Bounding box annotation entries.
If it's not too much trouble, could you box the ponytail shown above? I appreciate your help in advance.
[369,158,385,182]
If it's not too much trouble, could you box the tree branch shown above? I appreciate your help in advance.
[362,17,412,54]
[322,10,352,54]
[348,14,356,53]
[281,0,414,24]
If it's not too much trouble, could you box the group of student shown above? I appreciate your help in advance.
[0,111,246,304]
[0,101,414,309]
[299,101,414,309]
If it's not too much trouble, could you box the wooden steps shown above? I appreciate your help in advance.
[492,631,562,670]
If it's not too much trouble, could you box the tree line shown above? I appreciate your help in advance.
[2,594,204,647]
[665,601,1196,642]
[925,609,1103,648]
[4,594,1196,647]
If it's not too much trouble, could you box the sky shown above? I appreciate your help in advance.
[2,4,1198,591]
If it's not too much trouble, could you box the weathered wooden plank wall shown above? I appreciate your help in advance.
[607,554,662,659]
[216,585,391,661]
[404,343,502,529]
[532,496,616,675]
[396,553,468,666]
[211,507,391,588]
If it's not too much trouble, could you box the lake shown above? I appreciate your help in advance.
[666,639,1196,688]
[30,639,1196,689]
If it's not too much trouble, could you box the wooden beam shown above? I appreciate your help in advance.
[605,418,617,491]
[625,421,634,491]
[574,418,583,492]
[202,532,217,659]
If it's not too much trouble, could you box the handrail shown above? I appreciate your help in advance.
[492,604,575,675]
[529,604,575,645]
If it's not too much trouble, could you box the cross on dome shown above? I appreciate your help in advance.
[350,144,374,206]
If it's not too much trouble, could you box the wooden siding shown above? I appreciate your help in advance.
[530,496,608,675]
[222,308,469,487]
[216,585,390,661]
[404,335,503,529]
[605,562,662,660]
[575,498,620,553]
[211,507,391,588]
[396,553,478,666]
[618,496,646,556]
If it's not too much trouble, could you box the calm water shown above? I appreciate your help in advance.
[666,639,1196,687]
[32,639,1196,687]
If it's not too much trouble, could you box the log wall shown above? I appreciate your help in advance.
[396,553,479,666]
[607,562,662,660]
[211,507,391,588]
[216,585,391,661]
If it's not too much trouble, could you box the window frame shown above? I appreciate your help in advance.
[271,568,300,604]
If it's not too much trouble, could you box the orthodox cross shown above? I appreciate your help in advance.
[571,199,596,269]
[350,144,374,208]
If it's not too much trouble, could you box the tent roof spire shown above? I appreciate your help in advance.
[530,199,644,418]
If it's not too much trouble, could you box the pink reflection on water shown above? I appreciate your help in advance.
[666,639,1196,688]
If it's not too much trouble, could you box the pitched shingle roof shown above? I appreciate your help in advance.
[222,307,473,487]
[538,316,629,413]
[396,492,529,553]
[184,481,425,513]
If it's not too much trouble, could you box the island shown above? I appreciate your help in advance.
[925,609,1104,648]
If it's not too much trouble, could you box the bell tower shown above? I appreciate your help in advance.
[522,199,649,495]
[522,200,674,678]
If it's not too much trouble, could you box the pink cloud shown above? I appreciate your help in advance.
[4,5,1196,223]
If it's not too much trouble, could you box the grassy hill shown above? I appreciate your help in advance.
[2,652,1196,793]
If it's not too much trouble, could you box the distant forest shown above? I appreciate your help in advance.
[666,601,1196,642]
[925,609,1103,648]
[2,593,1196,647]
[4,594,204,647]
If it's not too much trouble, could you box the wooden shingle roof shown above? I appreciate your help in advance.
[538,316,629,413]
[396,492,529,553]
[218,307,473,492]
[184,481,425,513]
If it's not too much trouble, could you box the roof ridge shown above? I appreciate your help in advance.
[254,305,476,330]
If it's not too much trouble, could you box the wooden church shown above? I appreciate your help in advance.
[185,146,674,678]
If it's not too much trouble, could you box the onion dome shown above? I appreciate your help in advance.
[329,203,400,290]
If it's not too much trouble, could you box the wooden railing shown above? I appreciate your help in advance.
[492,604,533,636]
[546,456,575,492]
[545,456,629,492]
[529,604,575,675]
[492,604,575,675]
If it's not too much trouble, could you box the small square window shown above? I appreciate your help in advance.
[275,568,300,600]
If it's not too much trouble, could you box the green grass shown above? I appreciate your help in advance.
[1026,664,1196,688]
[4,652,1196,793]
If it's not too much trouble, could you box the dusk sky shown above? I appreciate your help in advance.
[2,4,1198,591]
==
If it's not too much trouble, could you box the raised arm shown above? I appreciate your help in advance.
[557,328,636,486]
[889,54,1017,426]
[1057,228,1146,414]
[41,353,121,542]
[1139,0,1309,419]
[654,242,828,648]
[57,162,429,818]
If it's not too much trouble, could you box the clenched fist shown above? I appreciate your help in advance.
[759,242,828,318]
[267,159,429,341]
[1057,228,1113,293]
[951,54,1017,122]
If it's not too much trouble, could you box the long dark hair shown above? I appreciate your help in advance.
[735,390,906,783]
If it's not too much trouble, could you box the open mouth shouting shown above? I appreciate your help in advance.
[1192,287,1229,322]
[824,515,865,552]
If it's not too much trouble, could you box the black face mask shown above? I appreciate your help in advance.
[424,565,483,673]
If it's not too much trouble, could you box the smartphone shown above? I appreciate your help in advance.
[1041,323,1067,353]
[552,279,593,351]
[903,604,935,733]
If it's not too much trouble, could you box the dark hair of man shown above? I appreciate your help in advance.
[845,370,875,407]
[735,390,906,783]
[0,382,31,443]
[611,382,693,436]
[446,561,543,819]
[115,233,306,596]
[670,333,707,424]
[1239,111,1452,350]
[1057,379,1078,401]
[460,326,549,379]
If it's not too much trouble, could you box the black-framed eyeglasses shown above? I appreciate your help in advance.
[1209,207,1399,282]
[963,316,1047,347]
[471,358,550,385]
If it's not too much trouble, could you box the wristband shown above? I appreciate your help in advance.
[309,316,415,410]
---
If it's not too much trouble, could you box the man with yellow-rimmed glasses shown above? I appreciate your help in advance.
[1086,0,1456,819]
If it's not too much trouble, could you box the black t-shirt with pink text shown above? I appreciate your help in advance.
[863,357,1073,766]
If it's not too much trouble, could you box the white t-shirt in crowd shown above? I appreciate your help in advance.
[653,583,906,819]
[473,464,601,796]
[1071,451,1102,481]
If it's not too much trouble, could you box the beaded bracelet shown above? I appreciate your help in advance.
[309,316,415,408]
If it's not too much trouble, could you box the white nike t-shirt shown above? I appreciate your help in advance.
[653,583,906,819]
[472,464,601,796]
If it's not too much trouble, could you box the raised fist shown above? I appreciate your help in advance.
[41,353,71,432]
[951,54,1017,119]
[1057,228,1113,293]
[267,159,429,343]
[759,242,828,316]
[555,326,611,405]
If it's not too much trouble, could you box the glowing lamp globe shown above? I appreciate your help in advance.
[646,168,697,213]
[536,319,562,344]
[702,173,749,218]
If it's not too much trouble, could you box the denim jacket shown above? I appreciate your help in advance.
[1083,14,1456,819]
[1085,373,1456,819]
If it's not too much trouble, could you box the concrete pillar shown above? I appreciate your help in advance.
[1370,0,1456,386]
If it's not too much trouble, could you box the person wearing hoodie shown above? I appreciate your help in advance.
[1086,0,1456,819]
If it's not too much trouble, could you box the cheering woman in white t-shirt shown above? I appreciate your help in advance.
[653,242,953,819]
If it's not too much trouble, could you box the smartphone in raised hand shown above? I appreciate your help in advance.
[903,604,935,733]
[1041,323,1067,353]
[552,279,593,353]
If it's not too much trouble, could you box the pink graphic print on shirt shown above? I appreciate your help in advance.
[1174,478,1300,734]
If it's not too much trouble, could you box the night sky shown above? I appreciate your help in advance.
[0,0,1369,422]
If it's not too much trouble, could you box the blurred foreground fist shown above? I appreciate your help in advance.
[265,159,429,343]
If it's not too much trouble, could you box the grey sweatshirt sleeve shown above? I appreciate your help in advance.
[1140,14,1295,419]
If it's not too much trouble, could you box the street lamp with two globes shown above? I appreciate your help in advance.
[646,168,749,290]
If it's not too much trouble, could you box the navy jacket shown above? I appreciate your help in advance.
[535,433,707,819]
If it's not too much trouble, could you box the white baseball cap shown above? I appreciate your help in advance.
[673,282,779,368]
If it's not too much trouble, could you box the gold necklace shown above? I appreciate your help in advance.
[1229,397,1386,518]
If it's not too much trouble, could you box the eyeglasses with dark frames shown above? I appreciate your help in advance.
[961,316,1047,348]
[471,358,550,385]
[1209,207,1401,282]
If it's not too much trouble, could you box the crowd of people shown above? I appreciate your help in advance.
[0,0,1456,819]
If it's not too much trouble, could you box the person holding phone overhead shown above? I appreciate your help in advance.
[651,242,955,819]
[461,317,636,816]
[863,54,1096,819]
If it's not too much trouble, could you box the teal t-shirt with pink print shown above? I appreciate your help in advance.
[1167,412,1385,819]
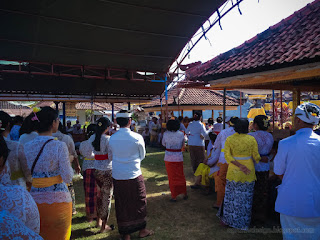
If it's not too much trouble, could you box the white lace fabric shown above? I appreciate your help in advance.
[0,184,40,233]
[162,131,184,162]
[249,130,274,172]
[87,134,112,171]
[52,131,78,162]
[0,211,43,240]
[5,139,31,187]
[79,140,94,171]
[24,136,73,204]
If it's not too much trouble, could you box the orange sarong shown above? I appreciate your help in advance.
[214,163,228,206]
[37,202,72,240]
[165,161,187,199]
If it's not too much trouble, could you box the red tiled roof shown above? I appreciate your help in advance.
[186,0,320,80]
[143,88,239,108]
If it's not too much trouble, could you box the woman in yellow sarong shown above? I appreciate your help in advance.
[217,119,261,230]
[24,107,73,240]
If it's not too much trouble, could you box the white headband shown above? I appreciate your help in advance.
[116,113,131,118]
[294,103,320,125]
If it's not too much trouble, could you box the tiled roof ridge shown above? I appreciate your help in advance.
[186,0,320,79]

THE EXERCISE.
Can you repeat the lines of the listing above, from the line with "the pink cloud" to the line with "[2,652,1196,793]", including both of those lines?

EXERCISE RESULT.
If it's not too much trouble, could you box the pink cloud shown above? I appreciate your help in advance.
[4,5,1196,223]
If it's not too much trouble, could you box the grassy hill shown above? I appreciate your help in advance.
[2,652,1196,793]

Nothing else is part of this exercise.